[Stored records]

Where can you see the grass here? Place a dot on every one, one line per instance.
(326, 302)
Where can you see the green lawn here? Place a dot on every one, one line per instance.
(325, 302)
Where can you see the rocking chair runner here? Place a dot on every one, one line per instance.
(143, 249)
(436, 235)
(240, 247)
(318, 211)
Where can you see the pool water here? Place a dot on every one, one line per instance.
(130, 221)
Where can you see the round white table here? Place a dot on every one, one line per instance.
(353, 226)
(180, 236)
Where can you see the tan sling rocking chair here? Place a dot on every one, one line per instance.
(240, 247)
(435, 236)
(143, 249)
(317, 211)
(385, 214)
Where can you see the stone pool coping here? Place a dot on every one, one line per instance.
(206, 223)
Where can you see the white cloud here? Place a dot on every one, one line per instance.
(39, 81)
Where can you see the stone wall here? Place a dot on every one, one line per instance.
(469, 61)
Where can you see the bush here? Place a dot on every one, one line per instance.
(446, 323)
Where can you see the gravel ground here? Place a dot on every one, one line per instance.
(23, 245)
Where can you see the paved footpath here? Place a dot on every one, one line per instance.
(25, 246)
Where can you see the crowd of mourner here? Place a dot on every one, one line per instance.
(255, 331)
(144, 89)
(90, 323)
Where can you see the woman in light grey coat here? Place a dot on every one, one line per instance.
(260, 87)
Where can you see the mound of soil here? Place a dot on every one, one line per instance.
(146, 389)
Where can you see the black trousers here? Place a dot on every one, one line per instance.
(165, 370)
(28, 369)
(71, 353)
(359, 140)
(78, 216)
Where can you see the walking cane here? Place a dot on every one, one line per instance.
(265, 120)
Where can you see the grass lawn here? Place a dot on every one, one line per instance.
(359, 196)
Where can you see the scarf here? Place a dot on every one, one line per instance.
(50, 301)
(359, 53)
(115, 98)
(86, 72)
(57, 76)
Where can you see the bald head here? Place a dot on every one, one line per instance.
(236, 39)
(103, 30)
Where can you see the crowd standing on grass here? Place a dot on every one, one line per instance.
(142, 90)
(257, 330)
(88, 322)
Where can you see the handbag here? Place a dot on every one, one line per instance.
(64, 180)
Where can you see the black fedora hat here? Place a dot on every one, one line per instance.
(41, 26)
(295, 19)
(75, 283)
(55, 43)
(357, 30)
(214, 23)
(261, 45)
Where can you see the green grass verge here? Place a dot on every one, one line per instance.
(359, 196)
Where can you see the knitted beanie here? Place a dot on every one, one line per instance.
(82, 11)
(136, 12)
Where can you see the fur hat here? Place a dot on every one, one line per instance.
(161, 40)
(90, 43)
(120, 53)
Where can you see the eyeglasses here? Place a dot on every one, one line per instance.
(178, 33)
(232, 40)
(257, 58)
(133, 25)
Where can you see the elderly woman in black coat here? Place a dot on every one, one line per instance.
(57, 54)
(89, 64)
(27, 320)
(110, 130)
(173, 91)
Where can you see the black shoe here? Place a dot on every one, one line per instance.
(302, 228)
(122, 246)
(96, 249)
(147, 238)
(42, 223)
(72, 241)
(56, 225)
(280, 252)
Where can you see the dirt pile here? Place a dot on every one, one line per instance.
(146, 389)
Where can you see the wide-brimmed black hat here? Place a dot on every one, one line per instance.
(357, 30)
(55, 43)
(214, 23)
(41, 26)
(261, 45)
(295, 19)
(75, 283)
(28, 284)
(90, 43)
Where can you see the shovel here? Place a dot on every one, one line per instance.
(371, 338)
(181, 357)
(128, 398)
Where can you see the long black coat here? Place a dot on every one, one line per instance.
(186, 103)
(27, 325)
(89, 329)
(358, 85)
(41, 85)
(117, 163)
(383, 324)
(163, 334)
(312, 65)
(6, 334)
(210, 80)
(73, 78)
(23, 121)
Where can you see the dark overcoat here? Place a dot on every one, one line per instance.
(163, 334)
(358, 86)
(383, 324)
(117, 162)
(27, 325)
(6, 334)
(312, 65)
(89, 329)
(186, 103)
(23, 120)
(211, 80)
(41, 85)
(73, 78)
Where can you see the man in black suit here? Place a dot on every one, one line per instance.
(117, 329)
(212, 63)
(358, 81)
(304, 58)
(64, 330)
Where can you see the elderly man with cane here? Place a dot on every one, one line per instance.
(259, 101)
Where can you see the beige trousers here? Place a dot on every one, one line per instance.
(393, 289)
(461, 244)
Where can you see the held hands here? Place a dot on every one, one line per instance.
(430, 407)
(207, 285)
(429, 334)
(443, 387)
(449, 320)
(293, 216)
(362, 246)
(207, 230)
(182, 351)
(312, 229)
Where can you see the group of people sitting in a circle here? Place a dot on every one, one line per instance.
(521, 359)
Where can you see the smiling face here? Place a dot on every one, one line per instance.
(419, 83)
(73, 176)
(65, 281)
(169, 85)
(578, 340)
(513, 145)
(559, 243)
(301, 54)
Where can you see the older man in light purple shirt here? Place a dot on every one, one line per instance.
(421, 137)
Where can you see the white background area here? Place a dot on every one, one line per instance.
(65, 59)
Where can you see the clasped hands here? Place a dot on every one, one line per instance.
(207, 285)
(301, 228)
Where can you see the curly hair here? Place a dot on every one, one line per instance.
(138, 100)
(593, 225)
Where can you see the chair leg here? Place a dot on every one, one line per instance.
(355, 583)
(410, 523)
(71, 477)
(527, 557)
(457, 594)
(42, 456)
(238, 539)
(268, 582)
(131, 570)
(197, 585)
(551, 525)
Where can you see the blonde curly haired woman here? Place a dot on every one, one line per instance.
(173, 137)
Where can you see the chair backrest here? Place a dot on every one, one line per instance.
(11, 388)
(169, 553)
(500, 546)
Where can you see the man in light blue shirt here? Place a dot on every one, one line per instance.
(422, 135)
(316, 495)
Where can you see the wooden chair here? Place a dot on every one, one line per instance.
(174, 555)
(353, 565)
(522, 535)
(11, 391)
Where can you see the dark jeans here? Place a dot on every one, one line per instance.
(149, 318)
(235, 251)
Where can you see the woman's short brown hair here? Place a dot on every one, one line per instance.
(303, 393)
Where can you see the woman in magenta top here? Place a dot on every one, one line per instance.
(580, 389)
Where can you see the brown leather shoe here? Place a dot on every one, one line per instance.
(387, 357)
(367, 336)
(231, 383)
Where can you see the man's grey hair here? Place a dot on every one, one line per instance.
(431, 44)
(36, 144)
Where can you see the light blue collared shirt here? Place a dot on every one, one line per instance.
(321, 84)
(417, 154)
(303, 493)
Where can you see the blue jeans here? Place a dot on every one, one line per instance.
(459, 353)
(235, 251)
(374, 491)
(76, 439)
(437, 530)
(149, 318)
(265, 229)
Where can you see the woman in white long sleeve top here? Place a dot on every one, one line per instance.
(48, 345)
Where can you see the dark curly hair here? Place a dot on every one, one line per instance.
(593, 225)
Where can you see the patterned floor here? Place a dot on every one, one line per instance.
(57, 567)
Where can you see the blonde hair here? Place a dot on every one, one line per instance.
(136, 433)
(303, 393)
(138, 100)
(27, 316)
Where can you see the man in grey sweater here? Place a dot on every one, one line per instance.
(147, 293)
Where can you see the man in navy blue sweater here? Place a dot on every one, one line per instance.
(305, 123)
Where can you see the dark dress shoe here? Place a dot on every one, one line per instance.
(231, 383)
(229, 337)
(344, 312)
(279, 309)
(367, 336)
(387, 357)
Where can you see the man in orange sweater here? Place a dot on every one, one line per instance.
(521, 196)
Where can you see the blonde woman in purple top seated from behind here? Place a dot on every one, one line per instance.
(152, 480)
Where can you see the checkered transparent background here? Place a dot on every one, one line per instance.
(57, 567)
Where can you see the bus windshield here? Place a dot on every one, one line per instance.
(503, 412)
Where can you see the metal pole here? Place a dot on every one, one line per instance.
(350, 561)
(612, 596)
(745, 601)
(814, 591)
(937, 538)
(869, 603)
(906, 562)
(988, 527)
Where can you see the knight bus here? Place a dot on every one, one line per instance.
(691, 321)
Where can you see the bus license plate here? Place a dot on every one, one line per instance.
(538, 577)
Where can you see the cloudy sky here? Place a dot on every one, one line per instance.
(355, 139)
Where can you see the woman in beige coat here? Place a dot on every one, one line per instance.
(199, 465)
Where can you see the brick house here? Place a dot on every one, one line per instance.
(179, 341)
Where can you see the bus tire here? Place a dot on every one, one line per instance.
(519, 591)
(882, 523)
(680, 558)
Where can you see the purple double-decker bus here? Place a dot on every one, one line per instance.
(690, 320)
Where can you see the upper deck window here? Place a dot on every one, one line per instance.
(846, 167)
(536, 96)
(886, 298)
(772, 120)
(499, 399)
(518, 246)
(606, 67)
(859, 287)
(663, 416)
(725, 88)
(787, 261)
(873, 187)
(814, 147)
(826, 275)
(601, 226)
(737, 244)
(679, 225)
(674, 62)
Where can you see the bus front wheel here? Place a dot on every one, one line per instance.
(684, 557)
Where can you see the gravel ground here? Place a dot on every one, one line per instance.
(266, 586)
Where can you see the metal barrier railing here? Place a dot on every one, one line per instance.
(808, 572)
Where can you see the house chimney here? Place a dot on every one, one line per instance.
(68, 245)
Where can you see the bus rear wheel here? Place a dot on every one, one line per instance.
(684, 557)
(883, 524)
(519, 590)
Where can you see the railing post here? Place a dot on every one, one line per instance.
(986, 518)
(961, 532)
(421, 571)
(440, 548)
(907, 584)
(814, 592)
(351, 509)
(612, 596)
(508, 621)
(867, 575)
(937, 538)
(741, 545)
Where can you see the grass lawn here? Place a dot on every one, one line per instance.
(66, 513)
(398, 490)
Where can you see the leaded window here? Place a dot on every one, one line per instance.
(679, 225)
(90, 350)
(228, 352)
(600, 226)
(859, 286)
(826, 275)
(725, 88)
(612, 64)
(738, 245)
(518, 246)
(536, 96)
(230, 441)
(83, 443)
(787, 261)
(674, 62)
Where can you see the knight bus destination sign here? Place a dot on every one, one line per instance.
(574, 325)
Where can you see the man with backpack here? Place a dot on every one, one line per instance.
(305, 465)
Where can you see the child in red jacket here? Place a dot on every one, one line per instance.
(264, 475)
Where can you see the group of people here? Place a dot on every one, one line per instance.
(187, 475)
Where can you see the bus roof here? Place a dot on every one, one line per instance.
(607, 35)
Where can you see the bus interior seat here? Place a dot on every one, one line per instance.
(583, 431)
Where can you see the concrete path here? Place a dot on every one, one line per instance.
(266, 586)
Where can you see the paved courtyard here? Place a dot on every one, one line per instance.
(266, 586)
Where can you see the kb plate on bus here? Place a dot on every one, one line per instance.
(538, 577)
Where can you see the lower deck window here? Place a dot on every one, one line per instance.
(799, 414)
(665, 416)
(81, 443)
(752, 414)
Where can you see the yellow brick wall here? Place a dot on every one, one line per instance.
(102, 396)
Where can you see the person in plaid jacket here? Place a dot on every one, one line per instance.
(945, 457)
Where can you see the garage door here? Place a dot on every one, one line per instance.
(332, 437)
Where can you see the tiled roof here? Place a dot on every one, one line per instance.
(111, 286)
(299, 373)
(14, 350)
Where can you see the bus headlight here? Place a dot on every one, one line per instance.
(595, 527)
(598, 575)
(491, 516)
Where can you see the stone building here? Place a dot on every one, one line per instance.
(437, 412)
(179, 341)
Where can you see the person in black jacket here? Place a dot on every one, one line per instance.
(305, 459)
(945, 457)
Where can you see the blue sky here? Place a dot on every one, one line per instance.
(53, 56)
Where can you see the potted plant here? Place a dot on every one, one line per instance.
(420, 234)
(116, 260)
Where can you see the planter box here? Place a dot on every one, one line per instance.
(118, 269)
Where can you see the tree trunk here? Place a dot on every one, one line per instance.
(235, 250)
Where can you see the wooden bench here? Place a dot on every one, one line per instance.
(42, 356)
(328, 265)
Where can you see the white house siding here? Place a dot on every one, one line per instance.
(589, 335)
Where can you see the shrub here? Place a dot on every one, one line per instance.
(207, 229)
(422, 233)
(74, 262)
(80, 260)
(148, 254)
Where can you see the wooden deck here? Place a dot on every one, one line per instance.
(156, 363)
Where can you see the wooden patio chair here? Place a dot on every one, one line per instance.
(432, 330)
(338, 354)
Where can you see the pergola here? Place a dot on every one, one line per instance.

*Task details*. Exactly and only the lines from the one containing "Where can you see the wooden bench" through the end of the material are to be reproduced, both ends included.

*Written solution*.
Where can you see the wooden bench here? Place a dot on every one, one line per instance.
(42, 356)
(328, 265)
Where can you see the white house siding here? Place a dot on every one, one line per instance.
(589, 335)
Where can you see the shrub here? Place a dot on every one, one line per instance.
(207, 229)
(422, 233)
(74, 262)
(80, 260)
(148, 254)
Where can you see the wooden deck here? Place a dot on every one, one line per instance.
(156, 363)
Where can you see the wooden patio chair here? Place a dot on every one, one line per instance.
(432, 330)
(338, 354)
Where can you see the pergola here? Place a dot on every one, one line per instance.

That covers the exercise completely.